## Begin

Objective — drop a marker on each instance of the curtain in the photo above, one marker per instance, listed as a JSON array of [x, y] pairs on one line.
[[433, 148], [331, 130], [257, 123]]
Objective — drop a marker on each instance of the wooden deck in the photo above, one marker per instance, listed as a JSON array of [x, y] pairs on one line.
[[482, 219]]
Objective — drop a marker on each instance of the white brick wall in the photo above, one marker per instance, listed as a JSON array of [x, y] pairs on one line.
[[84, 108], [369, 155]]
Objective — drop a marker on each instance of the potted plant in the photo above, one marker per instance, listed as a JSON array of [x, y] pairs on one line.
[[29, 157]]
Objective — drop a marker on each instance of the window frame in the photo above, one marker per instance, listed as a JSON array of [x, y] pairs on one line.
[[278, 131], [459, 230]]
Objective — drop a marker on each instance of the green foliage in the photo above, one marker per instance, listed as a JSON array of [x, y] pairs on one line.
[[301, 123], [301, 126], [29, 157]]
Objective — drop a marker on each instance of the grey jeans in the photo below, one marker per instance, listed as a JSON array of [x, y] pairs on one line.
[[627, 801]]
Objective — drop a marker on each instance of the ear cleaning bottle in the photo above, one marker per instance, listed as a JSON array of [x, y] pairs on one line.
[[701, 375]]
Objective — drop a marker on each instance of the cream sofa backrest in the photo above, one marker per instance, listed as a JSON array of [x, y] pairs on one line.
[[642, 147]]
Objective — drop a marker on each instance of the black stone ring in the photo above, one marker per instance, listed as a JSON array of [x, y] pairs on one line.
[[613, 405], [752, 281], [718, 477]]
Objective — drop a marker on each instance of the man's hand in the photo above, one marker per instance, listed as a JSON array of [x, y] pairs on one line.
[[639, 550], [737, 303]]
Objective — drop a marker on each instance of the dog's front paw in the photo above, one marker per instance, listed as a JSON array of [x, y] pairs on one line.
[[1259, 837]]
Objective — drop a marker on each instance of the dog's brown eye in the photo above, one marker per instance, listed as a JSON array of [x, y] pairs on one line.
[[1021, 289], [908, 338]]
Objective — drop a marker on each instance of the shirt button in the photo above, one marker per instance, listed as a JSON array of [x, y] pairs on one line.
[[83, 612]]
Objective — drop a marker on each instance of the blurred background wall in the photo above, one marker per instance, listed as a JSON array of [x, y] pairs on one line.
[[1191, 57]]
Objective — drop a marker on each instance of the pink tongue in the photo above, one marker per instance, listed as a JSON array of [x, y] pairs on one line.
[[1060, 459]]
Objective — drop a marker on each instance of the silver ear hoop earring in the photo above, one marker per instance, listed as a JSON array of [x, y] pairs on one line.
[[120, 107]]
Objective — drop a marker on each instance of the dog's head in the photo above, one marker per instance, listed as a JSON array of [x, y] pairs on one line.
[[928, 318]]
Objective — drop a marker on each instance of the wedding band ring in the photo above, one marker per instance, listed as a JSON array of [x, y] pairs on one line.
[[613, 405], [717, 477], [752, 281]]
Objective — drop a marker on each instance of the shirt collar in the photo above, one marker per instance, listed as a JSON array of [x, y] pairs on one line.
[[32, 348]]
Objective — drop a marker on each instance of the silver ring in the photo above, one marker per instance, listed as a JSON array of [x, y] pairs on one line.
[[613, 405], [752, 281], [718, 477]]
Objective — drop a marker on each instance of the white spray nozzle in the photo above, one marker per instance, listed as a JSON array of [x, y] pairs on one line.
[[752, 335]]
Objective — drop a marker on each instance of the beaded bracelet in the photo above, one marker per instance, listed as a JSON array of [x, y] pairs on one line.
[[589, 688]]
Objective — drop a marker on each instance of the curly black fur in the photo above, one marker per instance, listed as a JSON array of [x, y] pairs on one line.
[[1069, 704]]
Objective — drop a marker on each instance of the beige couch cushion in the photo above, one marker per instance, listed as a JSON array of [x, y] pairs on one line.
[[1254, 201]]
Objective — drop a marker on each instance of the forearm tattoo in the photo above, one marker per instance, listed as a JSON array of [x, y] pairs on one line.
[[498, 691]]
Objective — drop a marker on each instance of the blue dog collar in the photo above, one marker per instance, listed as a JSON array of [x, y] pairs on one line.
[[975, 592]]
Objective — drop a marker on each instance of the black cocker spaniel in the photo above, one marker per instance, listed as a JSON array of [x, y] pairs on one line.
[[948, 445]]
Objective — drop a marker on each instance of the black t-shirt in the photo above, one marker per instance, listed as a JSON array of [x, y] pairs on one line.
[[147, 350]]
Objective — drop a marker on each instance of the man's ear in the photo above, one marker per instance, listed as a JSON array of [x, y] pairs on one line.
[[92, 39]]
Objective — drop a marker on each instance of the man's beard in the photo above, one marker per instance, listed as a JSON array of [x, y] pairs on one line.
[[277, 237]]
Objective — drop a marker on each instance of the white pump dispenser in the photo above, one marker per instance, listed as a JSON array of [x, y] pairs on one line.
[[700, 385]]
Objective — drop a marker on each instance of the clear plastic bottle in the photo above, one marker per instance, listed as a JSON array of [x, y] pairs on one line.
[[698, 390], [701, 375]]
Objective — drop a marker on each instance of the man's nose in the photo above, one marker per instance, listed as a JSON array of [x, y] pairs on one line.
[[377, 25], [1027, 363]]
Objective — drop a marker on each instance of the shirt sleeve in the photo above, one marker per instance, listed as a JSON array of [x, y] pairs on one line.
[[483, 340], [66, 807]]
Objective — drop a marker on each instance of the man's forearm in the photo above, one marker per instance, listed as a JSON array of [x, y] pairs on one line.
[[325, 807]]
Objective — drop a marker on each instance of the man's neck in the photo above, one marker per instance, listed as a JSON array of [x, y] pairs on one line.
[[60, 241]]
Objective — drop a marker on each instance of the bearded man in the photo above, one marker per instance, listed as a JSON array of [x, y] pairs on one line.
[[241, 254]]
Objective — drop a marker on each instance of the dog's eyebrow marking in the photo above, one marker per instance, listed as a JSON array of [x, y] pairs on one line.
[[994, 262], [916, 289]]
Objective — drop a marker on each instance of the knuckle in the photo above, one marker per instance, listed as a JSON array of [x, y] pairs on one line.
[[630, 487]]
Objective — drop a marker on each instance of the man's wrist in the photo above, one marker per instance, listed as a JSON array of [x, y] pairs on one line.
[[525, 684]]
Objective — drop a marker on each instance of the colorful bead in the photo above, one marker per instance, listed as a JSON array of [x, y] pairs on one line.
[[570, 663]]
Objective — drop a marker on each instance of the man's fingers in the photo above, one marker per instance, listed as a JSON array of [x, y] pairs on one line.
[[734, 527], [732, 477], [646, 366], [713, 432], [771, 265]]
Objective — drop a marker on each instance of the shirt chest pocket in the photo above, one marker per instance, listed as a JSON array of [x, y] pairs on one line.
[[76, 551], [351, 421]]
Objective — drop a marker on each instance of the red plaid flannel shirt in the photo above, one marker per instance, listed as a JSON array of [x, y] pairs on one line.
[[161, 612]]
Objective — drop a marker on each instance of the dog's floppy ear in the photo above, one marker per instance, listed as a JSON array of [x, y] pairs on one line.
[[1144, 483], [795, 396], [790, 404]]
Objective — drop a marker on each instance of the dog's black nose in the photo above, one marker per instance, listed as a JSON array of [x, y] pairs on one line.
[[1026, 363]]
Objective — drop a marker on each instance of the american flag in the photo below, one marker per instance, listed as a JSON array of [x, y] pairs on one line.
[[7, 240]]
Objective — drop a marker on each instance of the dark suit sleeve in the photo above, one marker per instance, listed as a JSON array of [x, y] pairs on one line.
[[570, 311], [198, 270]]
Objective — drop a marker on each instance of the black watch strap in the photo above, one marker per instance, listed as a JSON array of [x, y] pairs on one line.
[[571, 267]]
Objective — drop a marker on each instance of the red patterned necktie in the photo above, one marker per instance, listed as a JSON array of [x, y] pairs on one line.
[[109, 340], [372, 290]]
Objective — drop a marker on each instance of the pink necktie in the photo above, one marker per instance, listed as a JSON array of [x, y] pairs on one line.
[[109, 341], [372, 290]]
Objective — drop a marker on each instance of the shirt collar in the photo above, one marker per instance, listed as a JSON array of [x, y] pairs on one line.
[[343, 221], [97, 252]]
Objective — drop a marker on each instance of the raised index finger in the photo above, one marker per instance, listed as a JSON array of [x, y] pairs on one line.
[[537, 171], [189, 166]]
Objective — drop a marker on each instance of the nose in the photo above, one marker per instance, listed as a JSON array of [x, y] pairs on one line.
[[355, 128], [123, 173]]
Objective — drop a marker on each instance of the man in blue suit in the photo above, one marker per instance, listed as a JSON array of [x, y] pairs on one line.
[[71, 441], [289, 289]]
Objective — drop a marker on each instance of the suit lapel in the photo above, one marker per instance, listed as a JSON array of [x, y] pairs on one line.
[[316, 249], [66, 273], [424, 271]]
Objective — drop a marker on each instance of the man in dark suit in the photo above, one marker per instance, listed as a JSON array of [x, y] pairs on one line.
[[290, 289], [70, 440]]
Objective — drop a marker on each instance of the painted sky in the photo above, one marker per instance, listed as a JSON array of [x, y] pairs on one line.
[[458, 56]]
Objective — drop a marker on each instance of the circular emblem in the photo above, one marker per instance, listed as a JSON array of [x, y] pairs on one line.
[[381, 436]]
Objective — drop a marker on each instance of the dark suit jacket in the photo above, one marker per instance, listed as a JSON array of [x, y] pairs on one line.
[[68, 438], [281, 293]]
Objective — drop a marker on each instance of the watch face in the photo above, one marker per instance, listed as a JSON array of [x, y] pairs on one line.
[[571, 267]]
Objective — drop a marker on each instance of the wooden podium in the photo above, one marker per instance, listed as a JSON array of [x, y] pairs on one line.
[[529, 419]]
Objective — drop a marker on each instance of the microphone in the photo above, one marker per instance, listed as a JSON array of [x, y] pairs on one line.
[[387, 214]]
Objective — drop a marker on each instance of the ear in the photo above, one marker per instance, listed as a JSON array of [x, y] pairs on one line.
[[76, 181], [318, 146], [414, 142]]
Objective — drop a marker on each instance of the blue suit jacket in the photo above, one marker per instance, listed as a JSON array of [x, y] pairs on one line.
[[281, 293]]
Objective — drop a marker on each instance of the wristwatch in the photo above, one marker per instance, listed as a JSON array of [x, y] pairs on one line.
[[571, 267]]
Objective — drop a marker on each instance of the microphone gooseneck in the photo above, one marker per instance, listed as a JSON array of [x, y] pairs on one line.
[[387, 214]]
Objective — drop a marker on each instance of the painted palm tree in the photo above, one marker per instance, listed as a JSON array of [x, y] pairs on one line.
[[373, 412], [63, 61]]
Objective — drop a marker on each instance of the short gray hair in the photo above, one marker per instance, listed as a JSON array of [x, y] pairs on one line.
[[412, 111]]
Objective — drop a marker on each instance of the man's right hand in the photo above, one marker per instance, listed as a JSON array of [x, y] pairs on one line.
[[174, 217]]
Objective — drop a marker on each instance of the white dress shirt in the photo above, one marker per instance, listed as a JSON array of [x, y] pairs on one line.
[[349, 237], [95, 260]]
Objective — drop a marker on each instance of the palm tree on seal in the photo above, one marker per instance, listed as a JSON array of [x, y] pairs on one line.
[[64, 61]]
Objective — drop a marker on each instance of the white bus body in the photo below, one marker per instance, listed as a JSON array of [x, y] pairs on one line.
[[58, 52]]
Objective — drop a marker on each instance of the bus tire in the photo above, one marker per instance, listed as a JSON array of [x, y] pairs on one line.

## End

Aim: Give the lines as a two-column CSV with the header row text,answer. Begin at the line that has "the shirt button" and stop after the line that has "[[1191, 57]]". Each row should hold one line in text and the line after it in answer, with both fields quoted and any line breaks turned into spaces.

Solution:
text,answer
"Objective — drop a marker on each instance of the shirt button in the photo above, one marker per instance, listed as a JSON array of [x, y] pairs on one line.","[[83, 612]]"
"Objective — drop a marker on each instance of the blurred background wall in the photo above, one marker per instance, listed as a JSON array of [x, y] pairs on one line.","[[1191, 57]]"